Without the images, output each record below as it stands.
■ ■ ■ ■
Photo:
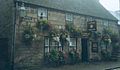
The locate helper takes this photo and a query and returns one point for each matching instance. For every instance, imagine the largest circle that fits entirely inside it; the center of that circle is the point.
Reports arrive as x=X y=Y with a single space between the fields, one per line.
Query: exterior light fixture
x=22 y=11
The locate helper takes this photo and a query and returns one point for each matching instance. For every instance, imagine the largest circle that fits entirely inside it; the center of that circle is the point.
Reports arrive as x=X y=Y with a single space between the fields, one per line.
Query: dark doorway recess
x=84 y=42
x=4 y=58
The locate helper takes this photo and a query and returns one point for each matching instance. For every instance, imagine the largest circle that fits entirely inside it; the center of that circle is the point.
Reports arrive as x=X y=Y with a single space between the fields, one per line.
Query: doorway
x=84 y=42
x=4 y=59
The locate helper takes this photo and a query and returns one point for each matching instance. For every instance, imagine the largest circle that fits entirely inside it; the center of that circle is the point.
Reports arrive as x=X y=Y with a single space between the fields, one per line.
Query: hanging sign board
x=91 y=26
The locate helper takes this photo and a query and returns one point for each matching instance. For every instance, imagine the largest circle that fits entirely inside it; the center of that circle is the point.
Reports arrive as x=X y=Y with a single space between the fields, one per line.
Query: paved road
x=86 y=66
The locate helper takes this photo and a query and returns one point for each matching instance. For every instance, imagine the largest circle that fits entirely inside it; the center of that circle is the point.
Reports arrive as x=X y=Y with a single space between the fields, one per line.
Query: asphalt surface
x=86 y=66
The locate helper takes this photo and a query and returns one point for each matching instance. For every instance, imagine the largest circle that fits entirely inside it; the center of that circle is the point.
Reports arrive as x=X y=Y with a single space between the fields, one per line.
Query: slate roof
x=84 y=7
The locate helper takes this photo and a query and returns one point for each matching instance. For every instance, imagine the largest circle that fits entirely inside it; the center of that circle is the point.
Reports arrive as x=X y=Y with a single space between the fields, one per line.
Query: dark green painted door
x=84 y=42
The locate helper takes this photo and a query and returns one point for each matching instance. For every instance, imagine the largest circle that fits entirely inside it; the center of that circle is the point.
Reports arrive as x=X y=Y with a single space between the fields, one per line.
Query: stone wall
x=29 y=56
x=6 y=23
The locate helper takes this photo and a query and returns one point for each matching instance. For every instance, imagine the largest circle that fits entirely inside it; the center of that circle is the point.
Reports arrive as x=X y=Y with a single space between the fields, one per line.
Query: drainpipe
x=13 y=36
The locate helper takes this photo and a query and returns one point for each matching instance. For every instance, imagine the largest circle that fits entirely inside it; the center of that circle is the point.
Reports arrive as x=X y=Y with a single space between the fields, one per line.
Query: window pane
x=69 y=17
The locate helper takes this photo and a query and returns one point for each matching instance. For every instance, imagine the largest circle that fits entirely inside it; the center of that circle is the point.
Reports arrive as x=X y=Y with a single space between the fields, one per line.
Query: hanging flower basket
x=43 y=25
x=27 y=36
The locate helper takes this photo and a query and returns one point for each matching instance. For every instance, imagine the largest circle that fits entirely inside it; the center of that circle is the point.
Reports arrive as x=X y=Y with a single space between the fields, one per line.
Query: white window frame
x=44 y=11
x=69 y=17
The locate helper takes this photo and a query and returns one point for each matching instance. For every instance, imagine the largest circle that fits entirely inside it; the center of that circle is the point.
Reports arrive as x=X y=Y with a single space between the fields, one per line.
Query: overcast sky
x=111 y=5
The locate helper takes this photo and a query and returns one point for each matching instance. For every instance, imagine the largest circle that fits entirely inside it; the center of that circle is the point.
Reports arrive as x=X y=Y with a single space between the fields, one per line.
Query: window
x=42 y=11
x=46 y=45
x=69 y=17
x=72 y=42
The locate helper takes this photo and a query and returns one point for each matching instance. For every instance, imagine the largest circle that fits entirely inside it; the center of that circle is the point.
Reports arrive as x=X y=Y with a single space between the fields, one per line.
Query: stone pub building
x=27 y=40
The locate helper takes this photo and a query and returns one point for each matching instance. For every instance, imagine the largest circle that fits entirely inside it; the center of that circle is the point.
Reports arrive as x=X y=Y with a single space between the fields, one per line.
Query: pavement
x=85 y=66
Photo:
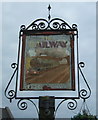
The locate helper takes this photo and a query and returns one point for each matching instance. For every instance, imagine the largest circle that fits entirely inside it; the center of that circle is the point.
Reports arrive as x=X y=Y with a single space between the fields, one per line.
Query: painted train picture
x=47 y=62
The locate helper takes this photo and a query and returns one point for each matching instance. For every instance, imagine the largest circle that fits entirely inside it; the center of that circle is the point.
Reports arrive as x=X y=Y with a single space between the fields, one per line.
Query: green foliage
x=84 y=117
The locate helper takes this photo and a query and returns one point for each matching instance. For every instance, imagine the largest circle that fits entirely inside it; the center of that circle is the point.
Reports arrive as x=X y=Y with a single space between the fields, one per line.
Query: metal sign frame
x=39 y=26
x=54 y=51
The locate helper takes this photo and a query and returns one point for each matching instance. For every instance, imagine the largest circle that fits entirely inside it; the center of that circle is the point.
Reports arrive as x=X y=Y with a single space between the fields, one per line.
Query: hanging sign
■ ■ ■ ■
* **Solution to this task**:
Photo:
The locate helper takes this photo and a query and returns one point for each matching instance. For every instance, imagine the largest circle that fits entirely inside it; the center of that circle is the point.
Reports arrive as x=X y=Y with a single space between the fields, one per line.
Query: exterior light fixture
x=22 y=11
The locate helper takes this photo and a query and returns one point for each matching instance. For every instance, imagine the largest circle that fits entirely inside it; the center of that circle is the point.
Reports arrive as x=X y=Y with a single space between the fields, one per line.
Query: dark doorway recess
x=84 y=42
x=4 y=58
The locate helper takes this photo and a query and returns one point for each matching instance. For every instance, imagine the largest circle that fits entirely inside it; the center of that circle is the point.
Reports arrive as x=X y=Y with a single space between the fields, one per line.
Query: doorway
x=84 y=42
x=4 y=59
The locate helper takes this photo and a query and returns one point for each matching instance. For every instance, imagine the largest circle that fits entirely inside it; the center of that circle is the point.
Reports arrive as x=X y=Y with a single space between the fields, one per line.
Query: hanging sign board
x=91 y=26
The locate helper takes this photo and a query and returns one point for each matching instance. For every instance, imagine the largest circle that fits entirely inside it; the center of that circle is the point.
Reports arrive as x=X y=Y with a single space between the fields, one per line.
Query: paved road
x=86 y=66
The locate helper takes this photo and a query and returns one point for each matching instance. For every instance, imagine the largest circle that fits entirely inside it; the center of that circle is the point.
Reports arrive as x=X y=Y with a single space between the fields, one per line.
Query: asphalt surface
x=86 y=66
The locate helper takes this photo and a query and returns one point for each matching instance. For every instance, imagine the largest circle that fits entirely inside it; the center of that circle is the point.
Reports arrive as x=X y=Y with a single space between the fields, one per line.
Query: slate roof
x=84 y=7
The locate helper takes this photo and a query and returns one point for each matching instance. For every instance, imagine the largest circle that fits entirely inside it; the center of that circle is the point.
Reports arrive as x=X y=Y with a single space between the fields, one per line.
Query: dark green painted door
x=84 y=42
The locate helper takes this photo and a query and returns one point for each matching instance. For every instance, imagine the largest circle that fits entirely inside it; the center of that circle is the point.
Reports arrive as x=X y=Y with a single space between the fields, one per line.
Query: stone wall
x=29 y=56
x=6 y=23
The locate helper takes this photo and a query and returns one point for each matching instance. For every instance, imagine the largest circle that fits entirely inside it; the center of that circle is the point.
Reports arrive as x=X y=Y with a single space between the fields, one per line.
Query: drainpipe
x=13 y=36
The locate helper takes this photo and a query and returns one point for each matching instance. For every instance, imagine the largest circle that fits entirely inside it; the center of that circle is the point.
Reports arrive as x=X y=Y with a single space between the fields, one per line.
Query: window pane
x=69 y=17
The locate helper takes this photo and a query and returns one point for each matching instance. For every instance, imagine the largest circle that fits entirely inside it; the center of that circle is the point.
Reports arrive as x=X y=Y with a single space between the fields, one per line.
Query: hanging flower basket
x=43 y=25
x=27 y=36
The locate helper takes this photo and a query and returns one point for each matching instance. For every instance, imagine the largest circle that fits entirely inside it; the center of that circle is the point.
Reports arrive as x=X y=Y with a single space between the fields, one per line.
Query: white window frame
x=44 y=11
x=69 y=17
The locate helper takes this photo and a query and returns one point for each matching instance. For every instance, imagine the largest circle that fits entirely inside it; the center of that circle is the point.
Reports arrive as x=X y=Y with a single space between the fields, one per line.
Query: overcast sky
x=111 y=5
The locate helper takes this photo and a query and returns one point for each matching instance. For every instance, imagine the largest circle that fits entirely inside it; the center of that circle is the point.
Reports arrive as x=X y=Y with a single space between the fields, one per line.
Query: window
x=42 y=11
x=46 y=45
x=69 y=17
x=72 y=42
The locate helper takes this photo and a query and returns one point for each matching instance. For every instance, imagine the largest circle that fits entirely inside it; the center of that circle is the point.
Reports arrive as x=X y=Y with a single space between the fields, one per line.
Query: stone pub building
x=27 y=40
The locate helper takes this photo and a query and returns one point for each matching instance. For every instance, imagine the largest circle that fits entirely inside it; the center of that circle is the point.
Reports arrive as x=X y=Y with a single space between the fields, one per line.
Query: pavement
x=85 y=66
Photo:
The locate helper takes this photo and a query and returns one point for each matching instance. For every instance, imagine the largest circle that fits entirely inside it; the center of that circle is the point.
Reports arrive as x=X y=Y with a single space between the fields, one per line.
Query: painted train picture
x=47 y=62
The locate helper takes this photo and a query and returns one point for each matching instance. For every instance, imagine the largest circle that fits entirely inside it; the center of that circle is the point.
Reports arrive as x=X y=Y with a single space between the fields, one per line.
Query: green foliage
x=84 y=117
The locate helper takes this photo and a query and returns one point for each matching instance. For every instance, imagine the largest circle that fits entirely inside it; the center of that circle is the point.
Reports arrive as x=X y=Y with a single space between the fields, one per line.
Query: metal sign frame
x=39 y=26
x=54 y=51
The locate helper takes this photo and a query and returns one point for each matching instance. For every instance, imagine the largest circle that fits entirely inside it; the center of that circle is the point.
Reports arrive as x=X y=Y with a single space between the fields, one per line.
Query: hanging sign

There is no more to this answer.